=== Reading text ===

Notes to the pro forma consolidated financial statements
June 30, 2010
(Unaudited)
(Expressed in thousands of U.S. dollars, unless otherwise noted)
3. Acquisition of Terrane
On July 15, 2010, Thompson Creek announced that it had entered into an arrangement to acquire all of the issued and outstanding common shares of Terrane. Under the transaction, the shareholders of Terrane will receive Cdn $0.90 in cash and 0.052 of a Thompson Creek common share for each Terrane share outstanding, which will result in 23,888,197 common shares of Thompson Creek being issued. As of July 15, 2010, which for the purposes of these pro forma financial statements is considered the effective date of the transaction, there were 459,388,400 common shares of Terrane outstanding. The purchase price has been estimated using the July 14, 2010 share price of Thompson Creek of Cdn $9.90 per Thompson Creek share converted using an exchange rate of 0.9429. The business combination will be accounted for using the acquisition method, with Thompson Creek as the acquirer of Terrane.

===

◆ Problem 1
Answer these questions about the note on the Terrane acquisition, one answer per line:
(a) On what date did Thompson Creek announce the arrangement to acquire Terrane?
(b) How many common shares of Terrane were outstanding as of the effective date?
(c) What exchange rate was used to convert the Thompson Creek share price?
◆ Problem 2
Carry on the note on the Terrane acquisition, starting after its final sentence.

=== Excerpted records ===

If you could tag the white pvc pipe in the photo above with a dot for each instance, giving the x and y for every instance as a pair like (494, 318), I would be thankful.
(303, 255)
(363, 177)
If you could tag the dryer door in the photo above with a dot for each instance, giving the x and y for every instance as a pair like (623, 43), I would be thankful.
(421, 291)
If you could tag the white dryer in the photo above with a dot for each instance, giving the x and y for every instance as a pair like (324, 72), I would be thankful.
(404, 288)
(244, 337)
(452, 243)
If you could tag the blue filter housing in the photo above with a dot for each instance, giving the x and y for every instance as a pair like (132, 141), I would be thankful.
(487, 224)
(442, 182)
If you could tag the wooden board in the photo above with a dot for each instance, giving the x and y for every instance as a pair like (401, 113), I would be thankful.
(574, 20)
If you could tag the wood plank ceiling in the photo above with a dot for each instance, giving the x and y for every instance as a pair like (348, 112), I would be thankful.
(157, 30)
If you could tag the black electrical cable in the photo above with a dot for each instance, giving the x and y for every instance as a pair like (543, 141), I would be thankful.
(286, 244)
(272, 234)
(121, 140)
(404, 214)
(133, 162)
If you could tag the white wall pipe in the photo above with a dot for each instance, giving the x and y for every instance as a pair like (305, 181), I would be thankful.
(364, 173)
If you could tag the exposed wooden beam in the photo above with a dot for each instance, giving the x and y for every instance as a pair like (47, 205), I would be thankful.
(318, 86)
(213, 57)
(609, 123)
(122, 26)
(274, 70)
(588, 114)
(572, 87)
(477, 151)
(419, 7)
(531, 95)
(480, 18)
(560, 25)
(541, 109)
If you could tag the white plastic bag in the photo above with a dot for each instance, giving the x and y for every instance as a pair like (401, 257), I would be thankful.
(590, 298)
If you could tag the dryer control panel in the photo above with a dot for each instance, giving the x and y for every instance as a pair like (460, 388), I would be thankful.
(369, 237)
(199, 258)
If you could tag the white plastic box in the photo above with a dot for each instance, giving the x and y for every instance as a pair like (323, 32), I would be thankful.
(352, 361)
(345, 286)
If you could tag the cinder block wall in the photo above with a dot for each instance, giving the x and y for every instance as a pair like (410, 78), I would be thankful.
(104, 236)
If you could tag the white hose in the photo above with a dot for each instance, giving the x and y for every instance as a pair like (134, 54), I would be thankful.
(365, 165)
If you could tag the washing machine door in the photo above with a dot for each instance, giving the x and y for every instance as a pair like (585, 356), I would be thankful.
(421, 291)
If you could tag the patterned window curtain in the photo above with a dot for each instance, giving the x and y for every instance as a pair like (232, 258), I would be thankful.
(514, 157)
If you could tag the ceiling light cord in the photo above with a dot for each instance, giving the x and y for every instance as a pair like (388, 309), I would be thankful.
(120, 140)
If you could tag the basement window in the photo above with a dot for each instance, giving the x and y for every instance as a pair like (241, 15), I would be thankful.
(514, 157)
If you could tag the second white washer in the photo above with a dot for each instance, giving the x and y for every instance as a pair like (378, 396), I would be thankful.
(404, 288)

===
=== Excerpted records ===

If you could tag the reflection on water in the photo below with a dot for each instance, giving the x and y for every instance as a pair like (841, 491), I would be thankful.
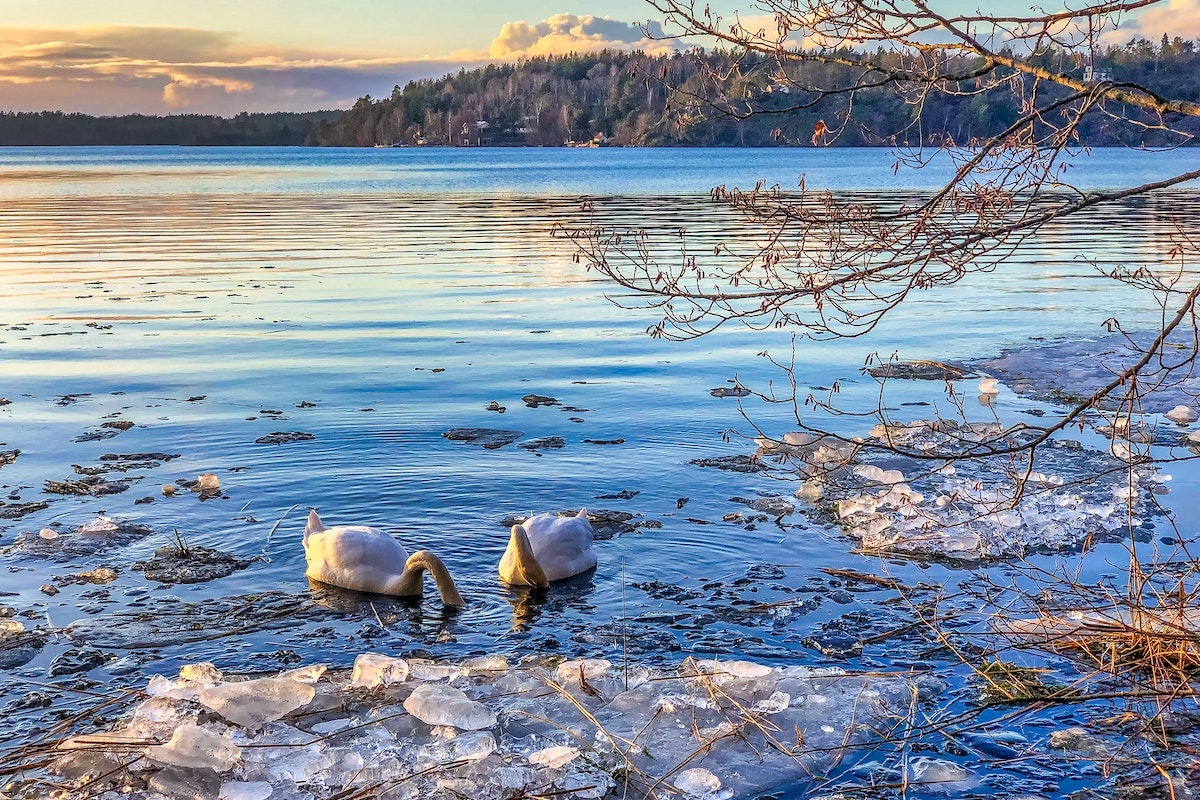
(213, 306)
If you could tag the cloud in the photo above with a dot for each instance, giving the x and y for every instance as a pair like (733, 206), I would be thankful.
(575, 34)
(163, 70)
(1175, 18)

===

◆ Answer 1
(a) July 15, 2010
(b) 459,388,400
(c) 0.9429

◆ Answer 2
In addition to the above, all outstanding employee and non-employee stock options of Terrane will be deemed to be fully vested. The option holders will receive common shares of Terrane equal to the amount by which the volume weighted average trading price of Terrane shares exceeds the option exercise price divided by the volume weighted average trading price of Terrane shares. If the volume weighted average trading price of Terrane shares does not exceed the exercise price, the option holder will not receive any Terrane shares. As a result of this conversion of stock options to common shares, it is estimated that an additional 5,065,538 common shares relating to the options of Terrane will be outstanding at the date of acquisition.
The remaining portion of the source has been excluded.